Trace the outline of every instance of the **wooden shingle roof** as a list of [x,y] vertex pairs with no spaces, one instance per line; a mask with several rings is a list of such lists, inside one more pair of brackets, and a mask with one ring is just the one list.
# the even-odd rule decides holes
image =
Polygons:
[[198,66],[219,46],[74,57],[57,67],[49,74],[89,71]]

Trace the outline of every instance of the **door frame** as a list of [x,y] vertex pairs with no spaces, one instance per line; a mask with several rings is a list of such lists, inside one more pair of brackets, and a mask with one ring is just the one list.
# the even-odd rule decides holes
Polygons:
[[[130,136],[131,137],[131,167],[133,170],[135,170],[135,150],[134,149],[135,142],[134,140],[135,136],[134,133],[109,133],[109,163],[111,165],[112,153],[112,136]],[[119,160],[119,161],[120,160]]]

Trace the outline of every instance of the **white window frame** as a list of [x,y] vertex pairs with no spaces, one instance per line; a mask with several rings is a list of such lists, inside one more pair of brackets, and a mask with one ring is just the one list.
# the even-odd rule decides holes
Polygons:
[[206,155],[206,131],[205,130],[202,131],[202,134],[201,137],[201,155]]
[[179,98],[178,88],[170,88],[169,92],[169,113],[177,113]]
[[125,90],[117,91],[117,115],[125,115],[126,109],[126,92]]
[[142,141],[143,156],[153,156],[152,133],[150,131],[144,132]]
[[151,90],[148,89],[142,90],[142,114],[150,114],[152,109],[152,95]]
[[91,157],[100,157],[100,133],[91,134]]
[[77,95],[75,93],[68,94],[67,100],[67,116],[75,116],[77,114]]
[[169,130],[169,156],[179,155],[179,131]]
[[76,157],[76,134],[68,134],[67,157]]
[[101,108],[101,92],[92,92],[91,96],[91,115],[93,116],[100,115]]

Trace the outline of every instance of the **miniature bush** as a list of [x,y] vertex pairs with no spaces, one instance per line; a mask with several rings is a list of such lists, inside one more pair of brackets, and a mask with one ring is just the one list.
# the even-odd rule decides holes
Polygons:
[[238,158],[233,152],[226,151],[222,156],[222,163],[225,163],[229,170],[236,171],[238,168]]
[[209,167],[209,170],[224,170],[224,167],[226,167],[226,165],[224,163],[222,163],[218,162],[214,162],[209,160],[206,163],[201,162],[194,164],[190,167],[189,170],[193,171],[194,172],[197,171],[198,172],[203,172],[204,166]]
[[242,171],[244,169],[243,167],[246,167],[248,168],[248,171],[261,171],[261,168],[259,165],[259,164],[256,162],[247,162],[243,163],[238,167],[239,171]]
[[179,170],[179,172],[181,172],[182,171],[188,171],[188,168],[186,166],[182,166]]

◆ ◆ ◆ ◆ ◆ ◆ ◆

== Directive ==
Write every line from the start of the items through the line that contains "[[198,66],[219,46],[74,57],[57,67],[49,74],[89,71]]", that line included, as a JSON list of strings with one string per line and blank lines left out.

== Exercise result ==
[
  "Trace the outline of every instance of the **wooden shingle roof** as a list of [x,y] vertex pairs with no spaces, one instance per line; a mask with several rings is a list of such lists, inside one more pair of brackets, and a mask with one ring is just the one list.",
  "# the even-odd rule decides holes",
  "image =",
  "Polygons:",
  "[[198,66],[219,46],[74,57],[57,67],[49,74],[89,71]]"
]